### Directive:
Reproduce the material from the line containing "If you would be willing to indicate the white cream" through the end, both ends included, keeping the request lines unchanged. Multiply each point coordinate in the answers by 0.4 and round to the nearest whole number, with halves rounded up.

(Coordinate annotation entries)
— START —

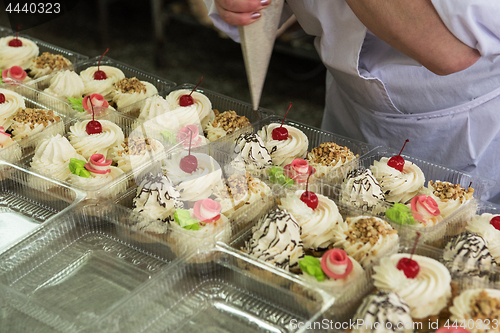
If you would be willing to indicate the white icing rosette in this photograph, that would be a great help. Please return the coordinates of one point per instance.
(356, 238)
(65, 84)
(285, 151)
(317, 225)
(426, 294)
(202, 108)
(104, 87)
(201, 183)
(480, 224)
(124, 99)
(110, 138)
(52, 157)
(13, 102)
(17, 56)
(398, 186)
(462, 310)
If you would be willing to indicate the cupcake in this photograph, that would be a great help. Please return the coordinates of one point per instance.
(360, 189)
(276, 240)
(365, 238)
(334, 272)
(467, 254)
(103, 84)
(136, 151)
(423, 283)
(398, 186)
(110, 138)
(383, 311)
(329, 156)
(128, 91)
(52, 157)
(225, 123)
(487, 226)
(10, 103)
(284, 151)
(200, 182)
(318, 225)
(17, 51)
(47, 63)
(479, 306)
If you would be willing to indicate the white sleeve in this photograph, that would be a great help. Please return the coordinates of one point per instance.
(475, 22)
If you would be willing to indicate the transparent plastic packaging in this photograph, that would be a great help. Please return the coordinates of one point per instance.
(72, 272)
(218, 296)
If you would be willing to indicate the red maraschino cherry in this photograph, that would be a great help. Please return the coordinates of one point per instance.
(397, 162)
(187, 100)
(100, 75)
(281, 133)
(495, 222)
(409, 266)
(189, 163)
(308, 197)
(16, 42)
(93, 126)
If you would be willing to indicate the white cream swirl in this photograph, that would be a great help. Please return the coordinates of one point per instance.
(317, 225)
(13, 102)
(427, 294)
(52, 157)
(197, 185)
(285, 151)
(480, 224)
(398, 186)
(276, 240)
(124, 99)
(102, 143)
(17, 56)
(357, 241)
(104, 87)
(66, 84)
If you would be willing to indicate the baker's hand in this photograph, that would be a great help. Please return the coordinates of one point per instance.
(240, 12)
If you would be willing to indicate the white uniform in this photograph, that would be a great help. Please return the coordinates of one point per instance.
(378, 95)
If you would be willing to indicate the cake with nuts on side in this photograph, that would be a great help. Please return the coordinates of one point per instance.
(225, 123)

— END —

### Exercise response:
If you would be willing to indicate the white cream swirl in this photograph, that would be a great help. Please return the coordinates of one point per instance.
(127, 90)
(5, 41)
(171, 118)
(21, 63)
(79, 74)
(114, 60)
(192, 90)
(159, 74)
(110, 96)
(50, 40)
(41, 57)
(7, 22)
(143, 96)
(42, 35)
(26, 34)
If you would be willing to indicate the baker's hand in this photograph, that would be a great help. Please return the coordinates of one point per instance.
(96, 5)
If you would be willing to indicate the white uniform in this photograph, that would be a great help. Please return the coordinates of one point per instance.
(151, 38)
If you would be willing to indicate the cake with nuts on side in this photograph, that would be a great help. Please return the coordinates of one point per instance.
(90, 49)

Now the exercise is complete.